**Your assignment**
All that should be output is the block of lines below from the line with "x=55, y=145" to the line with "x=184, y=69", both included, exactly as written.

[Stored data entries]
• • • •
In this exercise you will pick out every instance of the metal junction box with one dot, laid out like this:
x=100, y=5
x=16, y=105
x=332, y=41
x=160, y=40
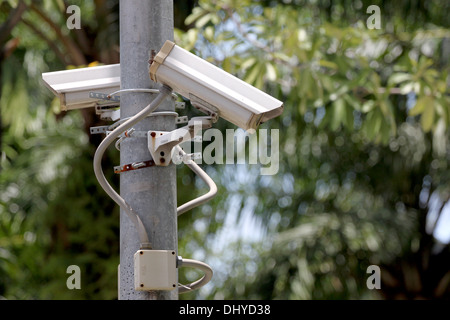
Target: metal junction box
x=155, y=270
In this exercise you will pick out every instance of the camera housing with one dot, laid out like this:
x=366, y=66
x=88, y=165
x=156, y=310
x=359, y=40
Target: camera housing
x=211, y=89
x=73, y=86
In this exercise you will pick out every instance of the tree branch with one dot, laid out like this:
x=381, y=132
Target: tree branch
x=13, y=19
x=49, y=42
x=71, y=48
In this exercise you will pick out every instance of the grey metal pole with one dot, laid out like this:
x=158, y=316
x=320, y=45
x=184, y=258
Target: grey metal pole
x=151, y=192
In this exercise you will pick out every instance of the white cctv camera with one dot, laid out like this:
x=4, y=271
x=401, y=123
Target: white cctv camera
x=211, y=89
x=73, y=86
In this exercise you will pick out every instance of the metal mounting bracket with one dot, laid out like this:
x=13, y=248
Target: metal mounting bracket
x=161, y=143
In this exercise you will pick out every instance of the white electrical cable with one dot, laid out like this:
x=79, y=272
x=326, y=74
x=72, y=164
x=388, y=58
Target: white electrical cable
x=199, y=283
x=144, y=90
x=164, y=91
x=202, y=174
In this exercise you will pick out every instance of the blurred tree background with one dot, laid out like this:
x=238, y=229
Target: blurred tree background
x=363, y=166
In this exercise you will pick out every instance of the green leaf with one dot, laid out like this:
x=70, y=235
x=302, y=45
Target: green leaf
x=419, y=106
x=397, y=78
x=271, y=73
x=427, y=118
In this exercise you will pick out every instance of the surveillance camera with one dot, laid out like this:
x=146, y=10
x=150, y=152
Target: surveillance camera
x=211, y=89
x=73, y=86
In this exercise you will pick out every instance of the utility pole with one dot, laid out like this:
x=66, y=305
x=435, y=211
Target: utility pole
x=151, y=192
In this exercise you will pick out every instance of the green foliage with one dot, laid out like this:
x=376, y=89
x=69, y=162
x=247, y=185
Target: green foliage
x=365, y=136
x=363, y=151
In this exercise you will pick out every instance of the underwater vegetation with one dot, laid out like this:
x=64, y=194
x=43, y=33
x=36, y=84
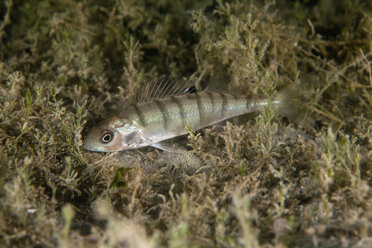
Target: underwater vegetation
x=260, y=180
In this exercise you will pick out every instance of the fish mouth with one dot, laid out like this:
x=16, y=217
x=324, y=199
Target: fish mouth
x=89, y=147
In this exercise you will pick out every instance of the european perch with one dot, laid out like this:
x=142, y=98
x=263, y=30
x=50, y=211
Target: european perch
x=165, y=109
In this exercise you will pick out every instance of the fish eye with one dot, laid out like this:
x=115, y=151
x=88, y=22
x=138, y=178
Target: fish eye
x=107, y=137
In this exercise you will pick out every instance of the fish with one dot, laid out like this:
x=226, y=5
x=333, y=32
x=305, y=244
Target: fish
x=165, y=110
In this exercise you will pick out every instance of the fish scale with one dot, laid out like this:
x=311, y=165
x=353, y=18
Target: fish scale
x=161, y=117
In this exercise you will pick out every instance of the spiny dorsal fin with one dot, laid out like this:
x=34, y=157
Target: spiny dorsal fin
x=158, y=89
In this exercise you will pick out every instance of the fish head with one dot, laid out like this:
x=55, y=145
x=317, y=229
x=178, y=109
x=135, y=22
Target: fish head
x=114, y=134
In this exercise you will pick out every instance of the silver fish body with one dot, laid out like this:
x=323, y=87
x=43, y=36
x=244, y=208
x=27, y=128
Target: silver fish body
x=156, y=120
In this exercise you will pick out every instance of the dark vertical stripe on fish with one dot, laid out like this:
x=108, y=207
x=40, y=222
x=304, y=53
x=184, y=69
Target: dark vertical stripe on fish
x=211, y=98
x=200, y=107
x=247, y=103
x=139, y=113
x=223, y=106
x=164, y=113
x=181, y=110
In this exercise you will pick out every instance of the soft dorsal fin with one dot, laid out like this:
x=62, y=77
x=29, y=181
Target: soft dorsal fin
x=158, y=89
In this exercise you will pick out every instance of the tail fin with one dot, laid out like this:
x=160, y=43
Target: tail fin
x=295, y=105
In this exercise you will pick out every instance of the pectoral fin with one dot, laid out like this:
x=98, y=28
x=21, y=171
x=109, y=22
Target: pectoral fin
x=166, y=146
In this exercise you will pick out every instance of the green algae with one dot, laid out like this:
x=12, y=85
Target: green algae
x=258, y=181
• • • •
**Result for this exercise**
x=55, y=145
x=317, y=229
x=178, y=109
x=135, y=22
Target: fish head
x=114, y=134
In this exercise you will pick out every instance of the silver fish body with one dot, laid out like this:
x=323, y=87
x=43, y=36
x=244, y=208
x=27, y=128
Target: silver fish body
x=156, y=120
In this exercise you will pick out every instance of the dark vertical stripe on fish with one dot, laid out like this:
x=108, y=207
x=40, y=222
x=304, y=53
x=184, y=69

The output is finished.